Reproduce word for word the part of the camera forum thread from "Here is my sample" to "mpb001 (Jan 25, 2019)".
**** TEXT SEGMENT ****
Here is my sample 1/1250 was not really fast enough. I was at F8 due to 800mm. So that left me with ISO 2000 (manual) and it was underexposed so I've had to push the shadows. Perhaps the correct ISO would have been 3200 or 6400

. Maybe this new "smart" camera would have focused on the eyes but given the speed of movement I somehow doubt it - for sure my 1DX2 won't refocus as fast as this bird moves, so I'm dependent on luck with 14 FPS. Remember the new 1DX2 ad demonstrating "fast" AF with an otter running (plodding) straight towards the camera. Apparently Nikon does much better but I doubt it would be that much better here.

Jack


----------



## mpb001 (Jan 25, 2019)

I thought the whole idea of M4/3 was the smaller form factor? What happened to that idea?


----------



## raptor3x (Jan 25, 2019)

Aglet said:


> I don't think it'll "tank" but it's not going to be a huge seller at that price when it has to compete with all the APSC & FF gear out there which are also very capable now.
> 
> I think it's niche will be rugged reportage and wildlife use where it can deliver adequate image quality in a smaller lighter package which will be up to the job in any weather. Not a big number in marketing but how many high end bodies does any mfr sell compared to their mainstream models? Existing MFT pro's who've been wishing for something a bit more beefy may be able justify adding this to their kit.



The problem is it offers almost nothing over the existing E-M1ii at nearly triple the current street price. The E-M1ii is smaller, has the same same, same AF system, same excellent weather sealing, same EVF, same drive modes. The only thing the E-M1X offers is the integrated grip and a, to be blunt, relatively minor firmware update. Heck, in many ways it's inferior to the $1200 Panasonic G9. They did a good job with the subject tracking for cars and trains but the actual AF system is exactly the same. I had fully intended to buy this camera before release, but Olympus has apparently been sitting on their hands for the last two years. This camera would have been great had they released it alongside the E-M1ii in 2016, but releasing this for $3K in 2019 is an absolute disaster for Olympus.


----------



## Larsskv (Jan 25, 2019)

For those interested, Jared Polin did a preview of the camera after using it hands on. You can look it up on YouTube. 

Summarized, the AF seems to be very good indeed, but he wasn’t impressed by the image quality. The main issue is the lack of depth of field. He found lack of bokeh and background separation. Further the ISO performance is poor compared to FF cameras. Last, he didn’t like the EVF at all. He found it to be the worst he had seen in years, mainly because of the lack of resolution.


----------



## dak723 (Jan 25, 2019)

raptor3x said:


> The problem is it offers almost nothing over the existing E-M1ii at nearly triple the current street price. The E-M1ii is smaller, has the same same, same AF system, same excellent weather sealing, same EVF, same drive modes. The only thing the E-M1X offers is the integrated grip and a, to be blunt, relatively minor firmware update. Heck, in many ways it's inferior to the $1200 Panasonic G9. They did a good job with the subject tracking for cars and trains but the actual AF system is exactly the same. I had fully intended to buy this camera before release, but Olympus has apparently been sitting on their hands for the last two years. This camera would have been great had they released it alongside the E-M1ii in 2016, but releasing this for $3K in 2019 is an absolute disaster for Olympus.
**** DATA LISTING ****
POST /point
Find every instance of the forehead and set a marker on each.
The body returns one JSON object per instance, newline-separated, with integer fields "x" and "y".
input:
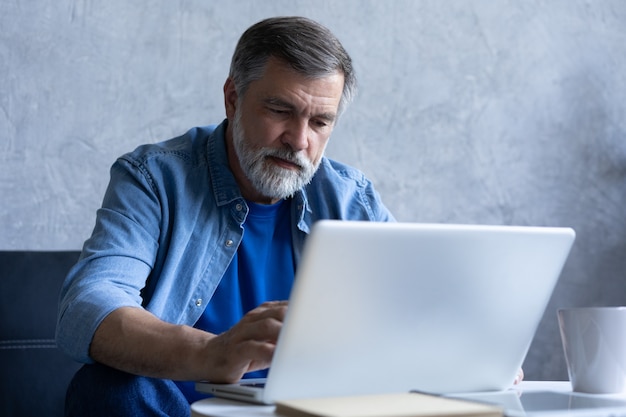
{"x": 280, "y": 81}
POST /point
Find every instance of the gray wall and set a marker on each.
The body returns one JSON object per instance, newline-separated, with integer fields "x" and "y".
{"x": 496, "y": 112}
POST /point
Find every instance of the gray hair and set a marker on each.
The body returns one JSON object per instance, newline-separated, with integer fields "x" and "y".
{"x": 308, "y": 47}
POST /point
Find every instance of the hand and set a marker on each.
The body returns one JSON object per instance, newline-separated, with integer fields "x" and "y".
{"x": 247, "y": 346}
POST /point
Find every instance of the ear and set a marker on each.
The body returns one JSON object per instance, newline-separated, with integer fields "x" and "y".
{"x": 230, "y": 98}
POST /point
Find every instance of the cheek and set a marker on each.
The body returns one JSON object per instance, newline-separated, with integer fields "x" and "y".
{"x": 317, "y": 148}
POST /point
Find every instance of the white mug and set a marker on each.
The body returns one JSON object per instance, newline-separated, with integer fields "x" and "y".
{"x": 594, "y": 343}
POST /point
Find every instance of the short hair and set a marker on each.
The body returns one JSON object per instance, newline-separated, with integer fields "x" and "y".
{"x": 308, "y": 47}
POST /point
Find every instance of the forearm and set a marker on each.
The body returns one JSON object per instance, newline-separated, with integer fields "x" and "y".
{"x": 135, "y": 341}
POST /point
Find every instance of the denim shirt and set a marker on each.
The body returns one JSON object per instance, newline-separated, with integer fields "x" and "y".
{"x": 171, "y": 220}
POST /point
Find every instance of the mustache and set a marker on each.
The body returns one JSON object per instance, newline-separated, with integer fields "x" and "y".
{"x": 286, "y": 154}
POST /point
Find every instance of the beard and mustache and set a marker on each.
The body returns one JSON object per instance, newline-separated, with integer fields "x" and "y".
{"x": 266, "y": 177}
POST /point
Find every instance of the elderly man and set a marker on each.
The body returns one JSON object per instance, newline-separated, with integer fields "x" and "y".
{"x": 196, "y": 244}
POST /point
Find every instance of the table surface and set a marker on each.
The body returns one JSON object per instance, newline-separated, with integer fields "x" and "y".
{"x": 217, "y": 407}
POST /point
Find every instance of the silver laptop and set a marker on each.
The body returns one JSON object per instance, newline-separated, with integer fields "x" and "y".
{"x": 394, "y": 307}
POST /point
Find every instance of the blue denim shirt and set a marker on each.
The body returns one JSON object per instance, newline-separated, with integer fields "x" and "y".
{"x": 170, "y": 223}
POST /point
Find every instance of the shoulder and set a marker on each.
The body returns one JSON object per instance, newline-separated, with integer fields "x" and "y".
{"x": 187, "y": 147}
{"x": 335, "y": 171}
{"x": 340, "y": 191}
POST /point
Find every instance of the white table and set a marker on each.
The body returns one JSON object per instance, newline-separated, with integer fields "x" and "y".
{"x": 217, "y": 407}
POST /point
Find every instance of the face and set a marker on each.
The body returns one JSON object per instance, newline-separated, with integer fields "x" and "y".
{"x": 279, "y": 129}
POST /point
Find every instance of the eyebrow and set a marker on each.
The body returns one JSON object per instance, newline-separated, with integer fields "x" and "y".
{"x": 277, "y": 101}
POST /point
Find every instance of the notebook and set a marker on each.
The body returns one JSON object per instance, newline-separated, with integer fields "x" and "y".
{"x": 393, "y": 307}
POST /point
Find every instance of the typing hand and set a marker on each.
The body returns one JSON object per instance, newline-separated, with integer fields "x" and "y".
{"x": 247, "y": 346}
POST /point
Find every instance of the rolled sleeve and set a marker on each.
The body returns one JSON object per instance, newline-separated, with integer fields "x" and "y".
{"x": 115, "y": 262}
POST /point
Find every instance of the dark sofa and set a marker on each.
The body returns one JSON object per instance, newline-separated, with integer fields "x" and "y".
{"x": 35, "y": 374}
****
RESULT OF THE TASK ->
Here is my sample 1/1250 was not really fast enough. I was at F8 due to 800mm. So that left me with ISO 2000 (manual) and it was underexposed so I've had to push the shadows. Perhaps the correct ISO would have been 3200 or 6400

. Maybe this new "smart" camera would have focused on the eyes but given the speed of movement I somehow doubt it - for sure my 1DX2 won't refocus as fast as this bird moves, so I'm dependent on luck with 14 FPS. Remember the new 1DX2 ad demonstrating "fast" AF with an otter running (plodding) straight towards the camera. Apparently Nikon does much better but I doubt it would be that much better here.

Jack


----------



## mpb001 (Jan 25, 2019)